Tag Archives: Tatsunori Hara

NPB 2020 Oct. 30

Friday’s games

Other news

Giants tie up title

The Yomiuri Giants got exactly what they needed to clinch their second straight pennant on Friday after the second-place Tigers tied. Knowing Hanshin had been held to a 3-3 tie in Yokohama. The Giants began celebrating as soon as they held the Yakult Swallows scoreless in the top of the 10th at Tokyo Dome in their own 3-3 tie.

The Swallows tied it 3-3 in the eighth, and Scott McGough allowed the Giants to load the bases in the bottom of the ninth but kept them from scoring, which was pretty much the story of the game as both team had big chances to score but failed at the last hurdle.

Giants manager Tatsunori Hara, whose team remained mired in a five-game losing streak and who barely scraped out a tie, said the game was a fitting pennant clincher in a season that only barely happened and said he was proud of the effort baseball had made to get it in.

The Swallows tied it in the fifth but failed to break the game open, stranding multiple runners in scoring position in the fifth and seventh.

The Giants, turned away in the fourth by starter Hiroaki Saiuchi, took the lead in the sixth when Yoshihiro Maru doubled and scored on a Takumi Oshiro single but left the bases loaded against rookie Naruki Terashima.

**LISTED ENTRIES:**

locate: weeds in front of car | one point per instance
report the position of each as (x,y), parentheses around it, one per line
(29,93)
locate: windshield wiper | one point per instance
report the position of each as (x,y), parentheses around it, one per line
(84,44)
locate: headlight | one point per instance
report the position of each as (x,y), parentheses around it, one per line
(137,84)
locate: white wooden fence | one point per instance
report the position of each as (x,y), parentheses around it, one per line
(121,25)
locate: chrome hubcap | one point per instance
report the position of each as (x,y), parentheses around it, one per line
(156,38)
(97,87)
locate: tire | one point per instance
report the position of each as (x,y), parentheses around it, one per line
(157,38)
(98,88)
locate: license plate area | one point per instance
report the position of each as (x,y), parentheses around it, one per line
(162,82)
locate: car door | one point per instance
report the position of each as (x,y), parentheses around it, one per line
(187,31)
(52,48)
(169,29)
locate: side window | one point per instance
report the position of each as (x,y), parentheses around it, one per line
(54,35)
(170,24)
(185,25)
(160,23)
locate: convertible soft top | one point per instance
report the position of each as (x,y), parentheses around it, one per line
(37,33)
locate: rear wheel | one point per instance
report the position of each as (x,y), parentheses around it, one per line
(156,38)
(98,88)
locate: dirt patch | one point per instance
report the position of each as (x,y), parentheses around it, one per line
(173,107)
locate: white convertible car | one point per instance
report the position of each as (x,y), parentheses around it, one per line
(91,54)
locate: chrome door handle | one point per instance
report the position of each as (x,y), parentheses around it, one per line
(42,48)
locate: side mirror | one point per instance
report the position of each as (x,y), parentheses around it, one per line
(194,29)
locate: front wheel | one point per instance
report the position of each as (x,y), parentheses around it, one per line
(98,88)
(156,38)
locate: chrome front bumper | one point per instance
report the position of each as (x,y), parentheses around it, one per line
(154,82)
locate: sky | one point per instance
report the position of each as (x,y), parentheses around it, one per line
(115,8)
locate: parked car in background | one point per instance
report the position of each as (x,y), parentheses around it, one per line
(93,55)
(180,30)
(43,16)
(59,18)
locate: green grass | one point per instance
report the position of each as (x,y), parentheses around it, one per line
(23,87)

**STATED GOAL:**
Retype the Giants pennant report word for word, starting with "The Swallows tied it 3-3" and going on through "the last hurdle.". The listing has no connection to the text about the Giants' pennant-clinching game.

**SOLVED PROBLEM:**
The Swallows tied it 3-3 in the eighth, and Scott McGough allowed the Giants to load the bases in the bottom of the ninth but kept them from scoring, which was pretty much the story of the game as both team had big chances to score but failed at the last hurdle.